WHAT IS REQUIRED: Rewrite the part of the entries that opens with the line containing "the hand, which" and closes with the end of the entries, changing "innermost" to "deepest" and leaving everything else as it is. Give only those lines, without the pictures.

(Excerpts of pointing data)
— Start —
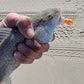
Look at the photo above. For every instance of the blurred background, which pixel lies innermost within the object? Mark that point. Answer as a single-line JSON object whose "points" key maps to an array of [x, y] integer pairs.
{"points": [[64, 62]]}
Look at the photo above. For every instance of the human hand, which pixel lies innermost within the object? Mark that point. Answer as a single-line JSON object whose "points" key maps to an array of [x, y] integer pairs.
{"points": [[30, 50]]}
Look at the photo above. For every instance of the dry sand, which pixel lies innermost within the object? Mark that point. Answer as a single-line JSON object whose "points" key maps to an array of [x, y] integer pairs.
{"points": [[64, 62]]}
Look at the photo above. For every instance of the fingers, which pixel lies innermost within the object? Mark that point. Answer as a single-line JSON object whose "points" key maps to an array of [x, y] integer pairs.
{"points": [[28, 52], [22, 22], [53, 37]]}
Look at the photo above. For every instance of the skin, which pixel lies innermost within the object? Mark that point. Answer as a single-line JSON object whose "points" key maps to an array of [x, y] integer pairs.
{"points": [[30, 50]]}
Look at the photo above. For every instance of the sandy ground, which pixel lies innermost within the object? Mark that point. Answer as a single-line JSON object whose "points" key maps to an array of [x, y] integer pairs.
{"points": [[64, 62]]}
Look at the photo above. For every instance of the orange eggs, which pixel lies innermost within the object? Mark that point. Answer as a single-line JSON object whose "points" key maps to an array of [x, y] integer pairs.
{"points": [[68, 21]]}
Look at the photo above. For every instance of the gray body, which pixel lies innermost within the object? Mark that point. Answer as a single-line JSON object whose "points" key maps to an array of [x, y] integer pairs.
{"points": [[44, 24]]}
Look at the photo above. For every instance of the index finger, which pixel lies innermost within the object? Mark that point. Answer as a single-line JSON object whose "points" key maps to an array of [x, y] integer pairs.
{"points": [[22, 22]]}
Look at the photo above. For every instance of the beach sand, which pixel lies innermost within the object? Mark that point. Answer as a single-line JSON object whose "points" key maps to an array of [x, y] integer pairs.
{"points": [[64, 62]]}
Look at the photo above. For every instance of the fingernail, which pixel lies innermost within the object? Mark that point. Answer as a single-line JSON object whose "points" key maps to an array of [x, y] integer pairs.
{"points": [[30, 32]]}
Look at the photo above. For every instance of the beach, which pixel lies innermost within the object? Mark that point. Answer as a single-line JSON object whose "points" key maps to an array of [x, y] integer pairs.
{"points": [[64, 62]]}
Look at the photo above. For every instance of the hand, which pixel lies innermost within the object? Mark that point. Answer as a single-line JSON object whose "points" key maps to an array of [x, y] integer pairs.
{"points": [[30, 50]]}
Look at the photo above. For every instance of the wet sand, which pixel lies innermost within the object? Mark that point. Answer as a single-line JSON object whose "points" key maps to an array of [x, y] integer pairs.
{"points": [[64, 62]]}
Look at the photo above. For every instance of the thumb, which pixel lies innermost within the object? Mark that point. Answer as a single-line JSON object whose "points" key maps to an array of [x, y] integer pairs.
{"points": [[25, 27]]}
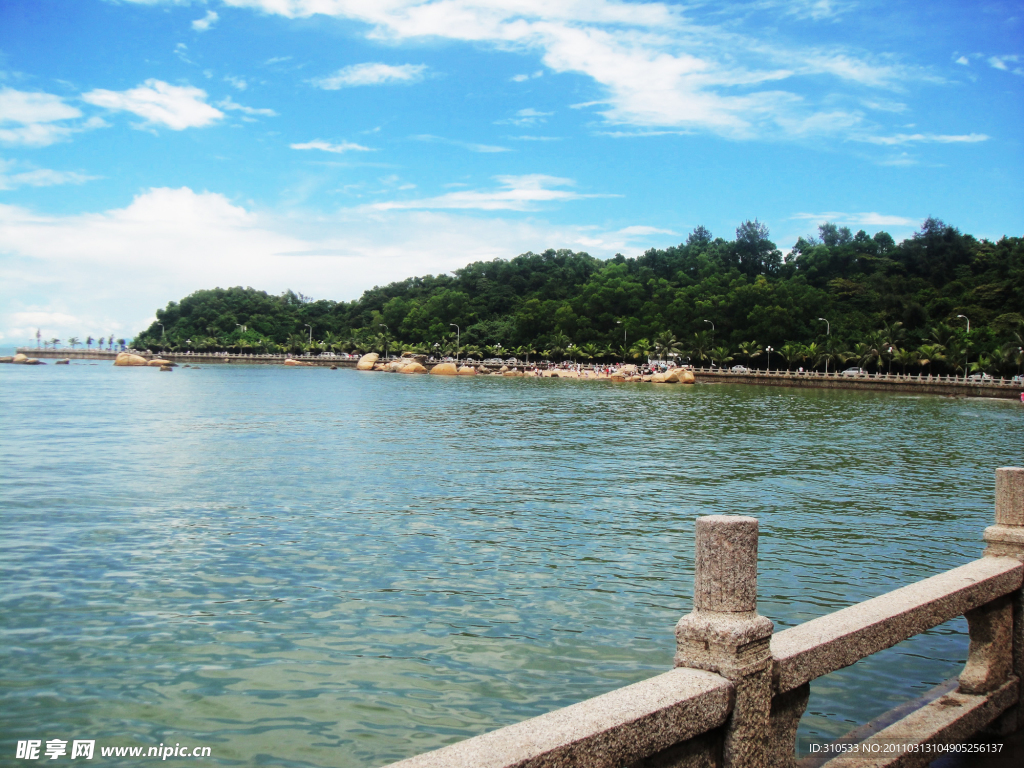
— End —
TASK RESPONSE:
Look at the photo above. For every instance of the hand, which pixel lies deepest within the object? Mark that point. Answer as a single-line JSON object whose "points" key maps to an array of [x, y] integer pairs.
{"points": [[30, 50]]}
Look at the photo above. For every instance of the wet sand, which pixel lies deepest within the object? Mark that point. Answer as a single-line JSON object whose "points" key maps to an array of [x, y] integer pairs.
{"points": [[64, 62]]}
Look at the photo above. For every instance of the thumb, which pixel lies deepest within the object? Mark that point. Answer as a single-line JSON object whose "points" key maps to an array of [x, y] integer pairs.
{"points": [[25, 27]]}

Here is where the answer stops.